Collected data:
● ● ● ●

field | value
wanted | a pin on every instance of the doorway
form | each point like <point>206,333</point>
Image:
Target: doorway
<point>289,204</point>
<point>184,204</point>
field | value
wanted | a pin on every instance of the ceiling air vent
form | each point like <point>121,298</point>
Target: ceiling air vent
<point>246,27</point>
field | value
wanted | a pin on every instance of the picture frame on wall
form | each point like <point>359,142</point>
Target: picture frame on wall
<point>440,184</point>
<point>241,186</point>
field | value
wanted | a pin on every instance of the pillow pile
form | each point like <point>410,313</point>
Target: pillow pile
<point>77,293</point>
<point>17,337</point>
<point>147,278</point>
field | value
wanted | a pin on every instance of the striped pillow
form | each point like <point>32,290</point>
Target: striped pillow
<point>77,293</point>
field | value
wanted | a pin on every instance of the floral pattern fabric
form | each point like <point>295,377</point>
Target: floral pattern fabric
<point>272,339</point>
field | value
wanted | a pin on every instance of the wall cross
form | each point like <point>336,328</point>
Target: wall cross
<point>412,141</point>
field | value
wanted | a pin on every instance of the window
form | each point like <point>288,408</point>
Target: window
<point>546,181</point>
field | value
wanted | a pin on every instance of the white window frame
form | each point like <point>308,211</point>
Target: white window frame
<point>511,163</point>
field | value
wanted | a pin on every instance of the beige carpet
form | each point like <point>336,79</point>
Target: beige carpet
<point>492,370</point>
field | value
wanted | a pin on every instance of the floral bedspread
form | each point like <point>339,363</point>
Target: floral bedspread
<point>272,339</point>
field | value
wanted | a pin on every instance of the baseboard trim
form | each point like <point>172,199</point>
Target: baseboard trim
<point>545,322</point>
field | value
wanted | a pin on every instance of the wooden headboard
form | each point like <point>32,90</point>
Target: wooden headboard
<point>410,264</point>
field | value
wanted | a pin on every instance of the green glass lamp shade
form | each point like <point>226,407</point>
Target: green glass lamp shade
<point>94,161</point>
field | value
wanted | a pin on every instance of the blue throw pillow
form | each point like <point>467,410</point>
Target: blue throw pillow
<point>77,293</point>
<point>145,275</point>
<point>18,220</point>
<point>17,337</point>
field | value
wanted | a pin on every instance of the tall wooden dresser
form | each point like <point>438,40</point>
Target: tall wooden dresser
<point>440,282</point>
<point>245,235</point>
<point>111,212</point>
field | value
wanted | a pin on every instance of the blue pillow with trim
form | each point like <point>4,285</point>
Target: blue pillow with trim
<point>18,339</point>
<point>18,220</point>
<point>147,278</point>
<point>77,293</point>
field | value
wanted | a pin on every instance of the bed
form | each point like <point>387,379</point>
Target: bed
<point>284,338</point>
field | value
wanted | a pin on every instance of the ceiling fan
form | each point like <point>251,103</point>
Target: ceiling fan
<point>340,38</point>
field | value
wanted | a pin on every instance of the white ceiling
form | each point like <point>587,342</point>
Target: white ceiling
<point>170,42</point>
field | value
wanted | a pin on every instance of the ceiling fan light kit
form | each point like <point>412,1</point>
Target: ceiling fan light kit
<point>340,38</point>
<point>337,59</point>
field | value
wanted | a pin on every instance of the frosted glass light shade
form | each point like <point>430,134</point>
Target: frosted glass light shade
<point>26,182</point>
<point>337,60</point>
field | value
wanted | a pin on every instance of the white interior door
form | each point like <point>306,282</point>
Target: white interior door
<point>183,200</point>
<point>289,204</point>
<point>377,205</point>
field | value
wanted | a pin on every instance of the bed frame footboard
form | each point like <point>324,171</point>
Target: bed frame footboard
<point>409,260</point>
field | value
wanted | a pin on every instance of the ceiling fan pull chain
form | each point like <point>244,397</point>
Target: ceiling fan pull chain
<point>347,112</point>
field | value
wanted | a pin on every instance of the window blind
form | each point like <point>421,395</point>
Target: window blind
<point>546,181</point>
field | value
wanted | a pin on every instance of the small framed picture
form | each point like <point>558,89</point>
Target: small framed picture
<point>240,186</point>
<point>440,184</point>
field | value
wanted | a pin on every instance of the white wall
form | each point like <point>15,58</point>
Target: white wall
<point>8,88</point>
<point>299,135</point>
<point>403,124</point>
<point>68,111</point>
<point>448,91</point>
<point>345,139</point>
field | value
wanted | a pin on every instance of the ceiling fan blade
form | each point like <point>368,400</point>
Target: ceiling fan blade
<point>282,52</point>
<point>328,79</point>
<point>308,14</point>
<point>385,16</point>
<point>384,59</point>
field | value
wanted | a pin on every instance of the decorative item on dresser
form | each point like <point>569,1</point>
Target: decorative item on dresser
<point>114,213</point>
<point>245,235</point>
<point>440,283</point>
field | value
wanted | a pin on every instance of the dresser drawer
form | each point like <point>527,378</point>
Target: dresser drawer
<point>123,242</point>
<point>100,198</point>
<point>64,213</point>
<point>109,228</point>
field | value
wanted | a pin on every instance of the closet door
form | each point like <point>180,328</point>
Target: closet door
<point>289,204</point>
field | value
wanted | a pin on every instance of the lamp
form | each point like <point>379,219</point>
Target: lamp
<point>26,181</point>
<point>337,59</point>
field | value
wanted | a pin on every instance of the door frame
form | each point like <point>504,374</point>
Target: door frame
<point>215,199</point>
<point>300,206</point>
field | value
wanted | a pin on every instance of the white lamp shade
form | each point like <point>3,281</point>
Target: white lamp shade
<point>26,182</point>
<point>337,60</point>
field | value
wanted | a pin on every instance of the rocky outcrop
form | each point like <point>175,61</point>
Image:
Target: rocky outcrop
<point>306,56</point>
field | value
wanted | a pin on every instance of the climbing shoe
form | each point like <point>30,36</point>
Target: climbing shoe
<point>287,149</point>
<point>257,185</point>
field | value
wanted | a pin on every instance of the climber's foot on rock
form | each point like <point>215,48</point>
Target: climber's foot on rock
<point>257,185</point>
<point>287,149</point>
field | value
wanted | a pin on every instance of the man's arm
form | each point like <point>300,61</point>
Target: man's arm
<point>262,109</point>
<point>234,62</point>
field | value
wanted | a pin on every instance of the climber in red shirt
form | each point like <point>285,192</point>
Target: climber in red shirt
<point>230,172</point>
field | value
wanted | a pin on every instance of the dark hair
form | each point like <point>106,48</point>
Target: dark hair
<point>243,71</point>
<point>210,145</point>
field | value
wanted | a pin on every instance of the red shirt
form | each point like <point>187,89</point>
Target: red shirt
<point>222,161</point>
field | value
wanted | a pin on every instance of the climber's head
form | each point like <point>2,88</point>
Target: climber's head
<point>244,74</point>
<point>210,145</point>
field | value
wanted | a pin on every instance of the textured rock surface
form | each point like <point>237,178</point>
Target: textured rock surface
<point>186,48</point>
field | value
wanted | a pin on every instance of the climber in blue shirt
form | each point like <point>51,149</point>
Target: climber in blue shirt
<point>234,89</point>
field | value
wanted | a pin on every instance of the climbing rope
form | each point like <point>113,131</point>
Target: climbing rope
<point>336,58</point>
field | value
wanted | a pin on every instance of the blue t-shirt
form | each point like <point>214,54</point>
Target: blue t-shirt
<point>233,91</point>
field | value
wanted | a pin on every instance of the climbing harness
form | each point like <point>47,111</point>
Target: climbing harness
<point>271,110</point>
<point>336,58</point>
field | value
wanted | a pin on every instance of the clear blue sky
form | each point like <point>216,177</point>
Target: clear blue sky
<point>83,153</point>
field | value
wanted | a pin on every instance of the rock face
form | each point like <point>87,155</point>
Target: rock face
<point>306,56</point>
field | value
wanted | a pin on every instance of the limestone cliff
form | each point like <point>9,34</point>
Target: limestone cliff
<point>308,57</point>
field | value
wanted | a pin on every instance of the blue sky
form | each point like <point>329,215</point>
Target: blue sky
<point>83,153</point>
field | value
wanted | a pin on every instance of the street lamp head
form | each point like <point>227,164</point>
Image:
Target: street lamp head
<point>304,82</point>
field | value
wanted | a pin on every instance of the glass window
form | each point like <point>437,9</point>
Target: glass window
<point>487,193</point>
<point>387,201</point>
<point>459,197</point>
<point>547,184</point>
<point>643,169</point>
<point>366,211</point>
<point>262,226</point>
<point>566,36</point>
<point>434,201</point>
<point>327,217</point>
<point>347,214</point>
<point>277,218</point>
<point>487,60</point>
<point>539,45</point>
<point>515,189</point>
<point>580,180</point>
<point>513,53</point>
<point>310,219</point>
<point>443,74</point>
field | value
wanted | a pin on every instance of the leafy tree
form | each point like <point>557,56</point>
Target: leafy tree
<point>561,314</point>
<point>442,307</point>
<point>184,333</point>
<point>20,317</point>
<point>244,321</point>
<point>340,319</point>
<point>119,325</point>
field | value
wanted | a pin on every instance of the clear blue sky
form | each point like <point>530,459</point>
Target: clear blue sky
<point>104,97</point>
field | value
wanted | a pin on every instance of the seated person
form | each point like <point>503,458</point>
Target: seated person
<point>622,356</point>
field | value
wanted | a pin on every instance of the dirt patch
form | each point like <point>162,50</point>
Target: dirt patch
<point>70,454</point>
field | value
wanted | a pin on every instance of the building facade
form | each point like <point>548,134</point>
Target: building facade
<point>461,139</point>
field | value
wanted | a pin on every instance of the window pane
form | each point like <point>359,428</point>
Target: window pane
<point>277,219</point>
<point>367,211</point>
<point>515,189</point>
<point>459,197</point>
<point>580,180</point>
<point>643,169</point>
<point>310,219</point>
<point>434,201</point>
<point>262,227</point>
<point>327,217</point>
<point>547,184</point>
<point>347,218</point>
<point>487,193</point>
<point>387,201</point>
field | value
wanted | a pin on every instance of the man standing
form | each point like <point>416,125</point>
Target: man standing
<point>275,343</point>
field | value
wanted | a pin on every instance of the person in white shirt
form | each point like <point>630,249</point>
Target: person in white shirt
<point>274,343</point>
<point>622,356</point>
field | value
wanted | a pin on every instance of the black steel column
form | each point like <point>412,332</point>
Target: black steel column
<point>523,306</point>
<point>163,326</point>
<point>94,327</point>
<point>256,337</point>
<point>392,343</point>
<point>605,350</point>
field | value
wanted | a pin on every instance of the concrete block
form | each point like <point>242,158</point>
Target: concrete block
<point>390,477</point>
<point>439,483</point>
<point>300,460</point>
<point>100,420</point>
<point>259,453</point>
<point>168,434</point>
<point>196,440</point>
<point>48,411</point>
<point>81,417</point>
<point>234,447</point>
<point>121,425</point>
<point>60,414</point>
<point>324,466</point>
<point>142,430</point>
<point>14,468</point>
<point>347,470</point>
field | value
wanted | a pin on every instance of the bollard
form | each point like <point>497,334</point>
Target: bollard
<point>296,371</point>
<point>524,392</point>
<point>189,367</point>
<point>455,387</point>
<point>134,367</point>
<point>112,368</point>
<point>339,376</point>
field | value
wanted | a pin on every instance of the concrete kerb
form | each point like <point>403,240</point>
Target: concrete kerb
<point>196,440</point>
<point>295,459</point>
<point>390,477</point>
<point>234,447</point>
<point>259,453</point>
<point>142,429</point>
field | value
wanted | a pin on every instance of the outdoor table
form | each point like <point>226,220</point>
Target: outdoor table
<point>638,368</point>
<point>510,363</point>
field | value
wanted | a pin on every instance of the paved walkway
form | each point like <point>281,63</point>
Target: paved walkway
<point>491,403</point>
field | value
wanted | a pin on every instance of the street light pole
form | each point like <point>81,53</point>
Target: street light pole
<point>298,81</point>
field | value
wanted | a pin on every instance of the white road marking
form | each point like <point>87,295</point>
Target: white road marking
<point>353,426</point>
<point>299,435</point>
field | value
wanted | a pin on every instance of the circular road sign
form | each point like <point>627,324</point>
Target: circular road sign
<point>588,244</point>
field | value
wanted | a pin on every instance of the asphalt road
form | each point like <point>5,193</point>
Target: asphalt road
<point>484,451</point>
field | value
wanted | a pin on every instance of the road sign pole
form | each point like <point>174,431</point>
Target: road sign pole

● ● ● ●

■ Required task ■
Switch "pin" to "marker" in the lines running from the start of the collected data through the line containing "<point>410,264</point>", and leave everything else as it is. Return only those lines.

■ Response ■
field | value
wanted | a marker on every instance of the doorway
form | each point like <point>206,333</point>
Image:
Target: doorway
<point>289,204</point>
<point>184,204</point>
field | value
wanted | a marker on every instance of the ceiling air vent
form | each point like <point>121,298</point>
Target: ceiling air vent
<point>246,27</point>
field | value
wanted | a marker on every instance of the picture frame on wall
form | each point like <point>359,142</point>
Target: picture frame on wall
<point>440,184</point>
<point>241,186</point>
field | value
wanted | a marker on every instance of the pillow pile
form | each point like <point>410,313</point>
Target: pillow pile
<point>77,293</point>
<point>17,337</point>
<point>147,278</point>
field | value
wanted | a marker on every instance of the striped pillow
form | each point like <point>32,290</point>
Target: striped pillow
<point>77,293</point>
field | value
wanted | a marker on every instance of the floral pattern fabric
form | each point like <point>295,377</point>
Target: floral pattern fabric
<point>272,339</point>
field | value
wanted | a marker on every instance of the wall cross
form | each point like <point>336,328</point>
Target: wall cross
<point>412,141</point>
field | value
wanted | a marker on every instance of the window
form | each point like <point>288,408</point>
Target: window
<point>546,181</point>
field | value
wanted | a marker on every instance of the white window frame
form | each point like <point>308,211</point>
Target: white window frame
<point>511,163</point>
field | value
wanted | a marker on every instance of the beige carpet
form | each point like <point>336,79</point>
Target: beige carpet
<point>492,370</point>
field | value
wanted | a marker on every instance of the floral bedspread
form | each point like <point>339,363</point>
Target: floral bedspread
<point>272,339</point>
field | value
wanted | a marker on every instance of the baseboard trim
form | each point like <point>172,199</point>
Target: baseboard trim
<point>545,322</point>
field | value
wanted | a marker on every instance of the wooden headboard
form | each point like <point>32,90</point>
Target: wooden headboard
<point>410,264</point>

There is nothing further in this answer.